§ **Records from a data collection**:
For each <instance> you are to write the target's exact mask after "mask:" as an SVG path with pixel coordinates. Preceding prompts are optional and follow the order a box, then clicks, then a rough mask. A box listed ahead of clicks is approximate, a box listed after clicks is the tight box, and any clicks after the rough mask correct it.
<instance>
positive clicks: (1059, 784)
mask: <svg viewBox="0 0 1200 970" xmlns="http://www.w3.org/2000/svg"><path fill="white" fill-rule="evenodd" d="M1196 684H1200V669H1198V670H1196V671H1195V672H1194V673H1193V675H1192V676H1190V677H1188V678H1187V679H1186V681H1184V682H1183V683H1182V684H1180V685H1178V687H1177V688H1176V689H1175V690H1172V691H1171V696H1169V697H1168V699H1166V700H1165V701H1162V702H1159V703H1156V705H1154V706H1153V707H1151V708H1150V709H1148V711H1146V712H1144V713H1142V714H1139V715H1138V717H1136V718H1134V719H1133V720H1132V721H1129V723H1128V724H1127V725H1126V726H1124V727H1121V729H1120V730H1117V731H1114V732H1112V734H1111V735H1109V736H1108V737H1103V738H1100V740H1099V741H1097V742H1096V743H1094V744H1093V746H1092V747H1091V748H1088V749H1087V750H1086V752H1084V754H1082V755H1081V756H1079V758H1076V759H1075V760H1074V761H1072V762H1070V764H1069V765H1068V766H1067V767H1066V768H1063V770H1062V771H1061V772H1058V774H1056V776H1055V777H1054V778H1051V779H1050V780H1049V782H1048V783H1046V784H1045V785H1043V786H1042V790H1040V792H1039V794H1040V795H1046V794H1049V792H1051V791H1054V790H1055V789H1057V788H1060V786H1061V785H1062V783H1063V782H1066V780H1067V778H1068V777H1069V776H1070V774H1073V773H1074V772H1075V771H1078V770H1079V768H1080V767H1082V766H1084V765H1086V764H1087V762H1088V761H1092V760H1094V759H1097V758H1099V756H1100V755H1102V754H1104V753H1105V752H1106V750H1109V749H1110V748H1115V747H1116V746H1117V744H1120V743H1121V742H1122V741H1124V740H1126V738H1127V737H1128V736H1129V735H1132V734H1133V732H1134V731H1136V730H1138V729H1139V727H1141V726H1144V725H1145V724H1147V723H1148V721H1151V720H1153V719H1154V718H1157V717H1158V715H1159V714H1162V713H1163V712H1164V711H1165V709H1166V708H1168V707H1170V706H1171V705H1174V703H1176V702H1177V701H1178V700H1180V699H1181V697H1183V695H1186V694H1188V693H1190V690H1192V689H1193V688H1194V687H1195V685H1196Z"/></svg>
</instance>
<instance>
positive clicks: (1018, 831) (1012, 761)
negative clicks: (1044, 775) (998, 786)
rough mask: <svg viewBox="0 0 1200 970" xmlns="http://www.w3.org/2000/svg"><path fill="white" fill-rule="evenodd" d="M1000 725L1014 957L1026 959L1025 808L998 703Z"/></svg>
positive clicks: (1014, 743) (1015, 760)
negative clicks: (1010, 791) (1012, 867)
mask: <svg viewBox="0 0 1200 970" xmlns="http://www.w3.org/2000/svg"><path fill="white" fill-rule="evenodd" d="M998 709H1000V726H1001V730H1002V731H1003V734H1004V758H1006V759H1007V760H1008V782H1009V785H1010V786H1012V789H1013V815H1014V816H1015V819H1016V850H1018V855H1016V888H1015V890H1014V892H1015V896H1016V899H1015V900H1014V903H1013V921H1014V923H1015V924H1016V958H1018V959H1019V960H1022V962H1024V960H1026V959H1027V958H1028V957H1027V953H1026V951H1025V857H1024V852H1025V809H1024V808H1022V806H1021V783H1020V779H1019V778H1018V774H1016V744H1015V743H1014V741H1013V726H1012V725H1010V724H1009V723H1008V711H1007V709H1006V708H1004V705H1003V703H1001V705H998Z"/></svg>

§ **Your objective**: The data are to be transcribed in full, exactly as given.

§ **Response area**:
For each <instance> you are to write the target's exact mask after "mask:" as an SVG path with pixel coordinates. Preceding prompts are optional and follow the order a box, then clicks, then a rough mask. A box listed ahead of clicks is approximate, a box listed after clicks is the tight box, and any clicks after the rough mask correct it.
<instance>
positive clicks: (1059, 784)
mask: <svg viewBox="0 0 1200 970" xmlns="http://www.w3.org/2000/svg"><path fill="white" fill-rule="evenodd" d="M1196 684H1200V669H1198V670H1196V671H1195V672H1194V673H1193V675H1192V676H1190V677H1188V678H1187V679H1186V681H1184V682H1183V683H1182V684H1180V685H1178V687H1177V688H1176V689H1175V690H1172V691H1171V696H1169V697H1168V699H1166V700H1165V701H1162V702H1159V703H1156V705H1154V706H1153V707H1151V708H1150V709H1148V711H1146V712H1144V713H1142V714H1139V715H1138V717H1136V718H1134V719H1133V720H1132V721H1129V723H1128V724H1127V725H1126V726H1124V727H1121V729H1120V730H1117V731H1114V732H1112V734H1111V735H1109V736H1108V737H1103V738H1100V740H1099V741H1097V742H1096V743H1094V744H1093V746H1092V747H1091V748H1088V749H1087V750H1086V752H1084V754H1082V755H1081V756H1079V758H1076V759H1075V760H1074V761H1072V762H1070V764H1069V765H1068V766H1067V767H1066V768H1063V770H1062V771H1061V772H1058V774H1056V776H1055V777H1054V778H1051V779H1050V780H1049V782H1048V783H1046V784H1045V785H1043V786H1042V790H1040V792H1039V794H1040V795H1046V794H1049V792H1051V791H1054V790H1055V789H1057V788H1060V786H1061V785H1062V783H1063V782H1066V780H1067V778H1068V777H1069V776H1070V774H1073V773H1074V772H1075V771H1078V770H1079V768H1080V767H1082V766H1084V765H1086V764H1087V762H1088V761H1092V760H1094V759H1097V758H1099V756H1100V755H1102V754H1104V753H1105V752H1106V750H1109V749H1110V748H1115V747H1116V746H1117V744H1120V743H1121V742H1122V741H1124V740H1126V738H1127V737H1128V736H1129V735H1132V734H1133V732H1134V731H1136V730H1138V729H1139V727H1141V726H1144V725H1145V724H1147V723H1148V721H1151V720H1153V719H1154V718H1157V717H1158V715H1159V714H1162V713H1163V712H1164V711H1165V709H1166V708H1168V707H1170V706H1171V705H1174V703H1176V702H1177V701H1178V700H1180V699H1181V697H1183V695H1186V694H1188V693H1190V690H1192V689H1193V688H1194V687H1195V685H1196Z"/></svg>
</instance>
<instance>
positive clicks: (1018, 831) (1012, 761)
negative clicks: (1044, 775) (998, 786)
rough mask: <svg viewBox="0 0 1200 970" xmlns="http://www.w3.org/2000/svg"><path fill="white" fill-rule="evenodd" d="M1000 725L1014 957L1026 959L1025 808L998 703Z"/></svg>
positive clicks: (1014, 743) (1015, 760)
negative clicks: (1010, 791) (1012, 867)
mask: <svg viewBox="0 0 1200 970" xmlns="http://www.w3.org/2000/svg"><path fill="white" fill-rule="evenodd" d="M998 709H1000V726H1001V730H1002V731H1003V734H1004V758H1006V759H1007V760H1008V782H1009V785H1010V786H1012V789H1013V815H1014V816H1015V819H1016V850H1018V855H1016V888H1015V890H1014V892H1015V896H1016V899H1015V900H1014V903H1013V921H1014V923H1015V924H1016V958H1018V959H1019V960H1022V962H1024V960H1026V959H1027V958H1028V957H1027V953H1026V951H1025V857H1024V852H1025V809H1024V808H1022V806H1021V783H1020V779H1019V778H1018V774H1016V744H1015V743H1014V741H1013V726H1012V725H1010V724H1009V723H1008V711H1007V709H1006V708H1004V705H1003V703H1001V705H998Z"/></svg>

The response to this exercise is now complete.